#### Exercise:
Update the stretch from the line containing "Target: wall-mounted light fixture" through the end of the items by changing "pavement" to "sidewalk", and leave everything else unchanged.

:: Data section

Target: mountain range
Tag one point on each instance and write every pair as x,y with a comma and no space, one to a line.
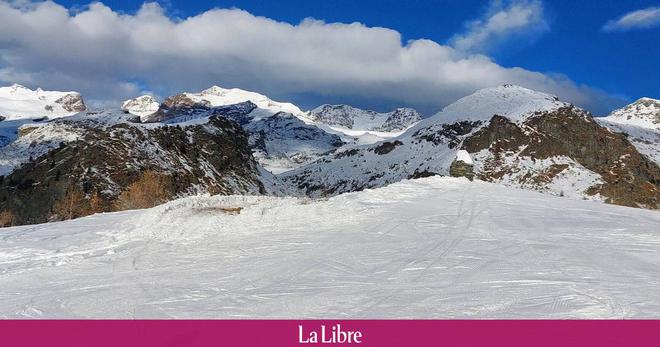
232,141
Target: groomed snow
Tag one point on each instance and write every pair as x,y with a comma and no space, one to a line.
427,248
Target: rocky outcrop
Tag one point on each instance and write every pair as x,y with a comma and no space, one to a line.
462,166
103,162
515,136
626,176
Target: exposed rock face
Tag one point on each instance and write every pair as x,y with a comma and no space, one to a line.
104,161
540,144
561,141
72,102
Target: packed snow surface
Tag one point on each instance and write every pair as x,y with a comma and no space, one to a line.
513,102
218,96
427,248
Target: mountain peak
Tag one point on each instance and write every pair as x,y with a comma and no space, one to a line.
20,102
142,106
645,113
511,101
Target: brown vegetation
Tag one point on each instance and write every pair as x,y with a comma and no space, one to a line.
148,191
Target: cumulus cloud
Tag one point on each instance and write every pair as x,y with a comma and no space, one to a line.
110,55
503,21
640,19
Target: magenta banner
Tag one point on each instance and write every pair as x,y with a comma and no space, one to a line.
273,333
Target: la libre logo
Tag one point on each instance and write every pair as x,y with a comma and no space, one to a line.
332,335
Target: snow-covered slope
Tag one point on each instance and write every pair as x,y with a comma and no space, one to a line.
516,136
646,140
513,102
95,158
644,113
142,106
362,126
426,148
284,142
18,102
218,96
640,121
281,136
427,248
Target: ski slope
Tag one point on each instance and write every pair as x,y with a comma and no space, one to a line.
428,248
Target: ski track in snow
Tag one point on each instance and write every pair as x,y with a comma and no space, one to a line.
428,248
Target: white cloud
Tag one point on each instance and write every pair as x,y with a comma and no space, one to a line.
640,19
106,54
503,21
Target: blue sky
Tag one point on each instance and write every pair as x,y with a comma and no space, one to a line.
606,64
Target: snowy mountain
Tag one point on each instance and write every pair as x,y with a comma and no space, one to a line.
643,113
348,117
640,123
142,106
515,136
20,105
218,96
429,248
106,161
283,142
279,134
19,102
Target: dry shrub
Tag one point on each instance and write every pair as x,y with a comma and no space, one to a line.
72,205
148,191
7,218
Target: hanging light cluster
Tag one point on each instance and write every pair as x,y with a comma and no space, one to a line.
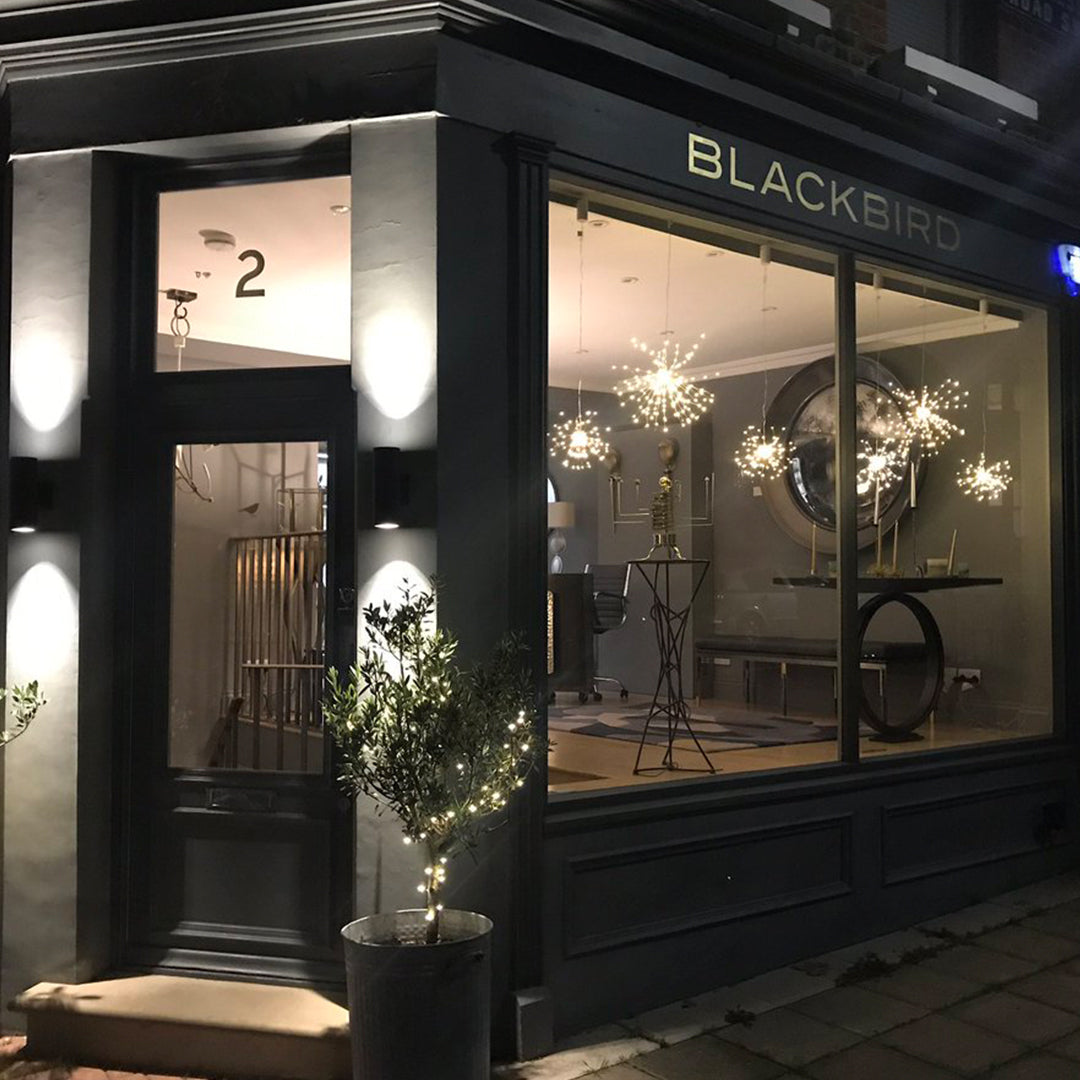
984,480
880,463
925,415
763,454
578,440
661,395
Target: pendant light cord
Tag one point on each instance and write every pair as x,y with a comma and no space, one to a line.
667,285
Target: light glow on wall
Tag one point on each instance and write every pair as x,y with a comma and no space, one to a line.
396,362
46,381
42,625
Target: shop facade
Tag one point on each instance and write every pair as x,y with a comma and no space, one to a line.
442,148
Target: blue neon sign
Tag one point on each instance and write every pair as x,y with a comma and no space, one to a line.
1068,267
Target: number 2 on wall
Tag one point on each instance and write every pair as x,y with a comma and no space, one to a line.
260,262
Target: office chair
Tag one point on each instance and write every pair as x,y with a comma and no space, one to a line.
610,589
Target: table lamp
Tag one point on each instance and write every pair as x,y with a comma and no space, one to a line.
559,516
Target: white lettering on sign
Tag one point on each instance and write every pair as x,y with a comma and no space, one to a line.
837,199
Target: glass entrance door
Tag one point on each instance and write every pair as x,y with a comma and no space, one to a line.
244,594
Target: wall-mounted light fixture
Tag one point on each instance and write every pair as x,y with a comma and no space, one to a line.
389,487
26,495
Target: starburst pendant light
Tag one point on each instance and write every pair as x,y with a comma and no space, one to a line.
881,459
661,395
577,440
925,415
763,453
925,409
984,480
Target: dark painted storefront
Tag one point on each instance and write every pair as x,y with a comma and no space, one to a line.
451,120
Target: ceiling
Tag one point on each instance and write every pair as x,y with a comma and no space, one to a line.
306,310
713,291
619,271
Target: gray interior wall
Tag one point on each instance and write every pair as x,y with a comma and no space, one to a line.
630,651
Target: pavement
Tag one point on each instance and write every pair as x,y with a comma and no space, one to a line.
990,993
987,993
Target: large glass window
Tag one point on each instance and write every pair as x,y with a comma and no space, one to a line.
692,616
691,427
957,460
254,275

::::

#### Answer to this problem:
Target: wall-mounted light fixture
Tag one point on each instance and write every pair as x,y with a comma and no space, one to a line.
389,487
26,495
Target: starburst pendant light
Tag one point on each instance and write every pair as x,y with a comma and no space, one to a line.
881,459
661,395
577,440
925,415
763,453
925,409
984,480
Target: dark painted storefront
Tag one point on each instance and write every pair as x,y with a comma and no space, one to a line.
451,120
Target: ceiling
Tag one point on each instance and write every pair as x,y with a comma and no space, one to a line.
306,310
713,291
619,271
Target: gray interior wall
Tag one point on each instance and write every pair as x,y with a comma and no space, one to a line.
630,651
Target: sidewalk
Tag one point on each instance and write every pair as x,y with a comma and no space, one to a line.
990,993
987,993
Target: large glass window
Tag one point on each instance and write every pair as x,y with a comma and no space, one to a line.
692,616
691,427
957,460
254,275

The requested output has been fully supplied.